INSTRUCTIONS FOR THE TASK: Rewrite the records below with every "smiling mouth" replaced by "grinning mouth" and nothing else altered. Omit the pictures from your answer.

╭─ RECORDED INFORMATION

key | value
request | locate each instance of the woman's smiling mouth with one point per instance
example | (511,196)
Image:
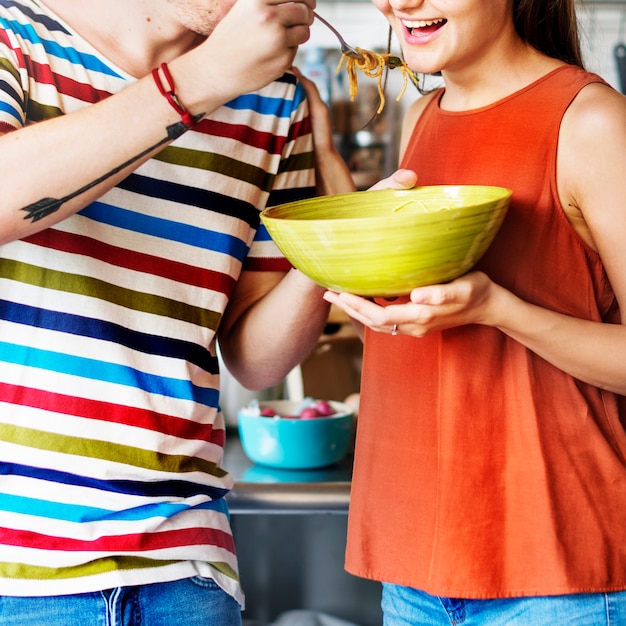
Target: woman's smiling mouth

╰─

REPLY TO THE TASK:
key | value
request | locate each instance of the woman's grinning mouth with one point per instance
example | (511,196)
Image:
Target: woman's grinning mouth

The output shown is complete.